[WORK REQUEST]
Below is an article about pandemic-era creativity. Copy its stretch from "Feeling creative? Join" through "the past year." word for word.

Germans protest "for the revival of the cultural and club scene, through the creative use of public space" in Berlin, May 1.

Feeling creative? Join the pandemic-weary.

Isolation and remote work have led to a burst of innovation – and a search for the sources of creativity.

After a year of staying at home during the pandemic, more than half of Americans have picked up a new creative pastime, according to one survey. More than half say they are working more collaboratively from home than in the workplace. Another survey shows a boom in patents for new technologies to assist at-home work. And unlike previous recessions, the United States has seen more than 4.4 million new businesses created over the past year.

In Europe, meanwhile, a survey of managers and employees found 82% say their productivity rate held steady or increased after learning to work remotely. A majority said remote work is a powerful way to retain top talent. In both Europe and the U.S., productivity is expected to increase 1.5% a year until 2024 – or double the pre-pandemic rate, according to the McKinsey Global Institute.

[THE DATA]
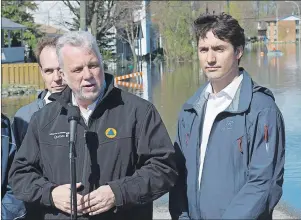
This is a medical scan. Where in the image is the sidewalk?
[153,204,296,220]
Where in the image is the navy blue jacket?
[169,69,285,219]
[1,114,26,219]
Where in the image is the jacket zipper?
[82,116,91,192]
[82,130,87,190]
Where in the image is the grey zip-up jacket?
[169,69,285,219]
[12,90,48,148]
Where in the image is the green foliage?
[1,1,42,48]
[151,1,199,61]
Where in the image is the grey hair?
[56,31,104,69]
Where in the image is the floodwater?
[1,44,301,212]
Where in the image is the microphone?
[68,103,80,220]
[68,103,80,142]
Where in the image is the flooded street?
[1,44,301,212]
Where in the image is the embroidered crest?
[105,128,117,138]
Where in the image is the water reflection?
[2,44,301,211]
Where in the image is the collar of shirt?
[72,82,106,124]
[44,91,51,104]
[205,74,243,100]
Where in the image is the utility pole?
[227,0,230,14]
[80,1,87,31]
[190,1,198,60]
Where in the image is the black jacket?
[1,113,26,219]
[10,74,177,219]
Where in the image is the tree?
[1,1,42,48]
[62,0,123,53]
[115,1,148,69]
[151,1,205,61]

--

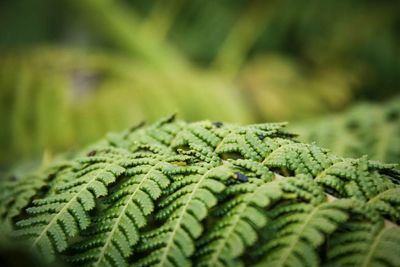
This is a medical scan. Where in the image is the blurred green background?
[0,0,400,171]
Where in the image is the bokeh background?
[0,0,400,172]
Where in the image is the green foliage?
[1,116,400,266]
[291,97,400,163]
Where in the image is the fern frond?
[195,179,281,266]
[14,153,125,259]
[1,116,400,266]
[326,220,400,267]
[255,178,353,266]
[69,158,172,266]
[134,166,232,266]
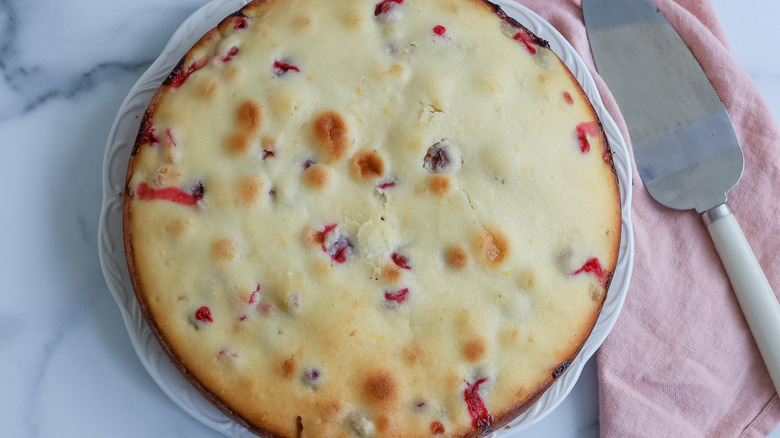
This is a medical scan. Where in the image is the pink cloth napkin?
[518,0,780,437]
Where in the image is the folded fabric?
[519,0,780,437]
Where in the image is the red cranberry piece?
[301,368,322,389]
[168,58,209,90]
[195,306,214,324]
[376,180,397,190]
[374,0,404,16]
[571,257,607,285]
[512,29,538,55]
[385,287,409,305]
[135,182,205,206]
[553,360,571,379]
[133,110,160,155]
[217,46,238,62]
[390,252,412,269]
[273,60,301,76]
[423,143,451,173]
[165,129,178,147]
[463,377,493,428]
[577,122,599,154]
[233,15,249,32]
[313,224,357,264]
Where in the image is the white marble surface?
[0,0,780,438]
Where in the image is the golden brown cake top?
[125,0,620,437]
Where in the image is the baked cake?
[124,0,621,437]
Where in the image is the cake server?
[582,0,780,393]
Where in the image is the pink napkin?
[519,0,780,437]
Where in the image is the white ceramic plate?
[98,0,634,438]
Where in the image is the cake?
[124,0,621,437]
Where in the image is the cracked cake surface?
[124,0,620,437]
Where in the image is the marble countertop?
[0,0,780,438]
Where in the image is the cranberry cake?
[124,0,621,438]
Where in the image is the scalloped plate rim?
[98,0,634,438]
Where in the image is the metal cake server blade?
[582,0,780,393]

==

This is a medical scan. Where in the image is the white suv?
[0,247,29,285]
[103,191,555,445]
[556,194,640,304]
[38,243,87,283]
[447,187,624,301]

[RESULT OF THIS EXERCISE]
Feeling creative? Join the pandemic-weary.

Isolation and remote work have led to a burst of innovation – and a search for the sources of creativity.

After a year of staying at home during the pandemic, more than half of Americans have picked up a new creative pastime, according to one survey. More than half say they are working more collaboratively from home than in the workplace. Another survey shows a boom in patents for new technologies to assist at-home work. And unlike previous recessions, the United States has seen more than 4.4 million new businesses created over the past year.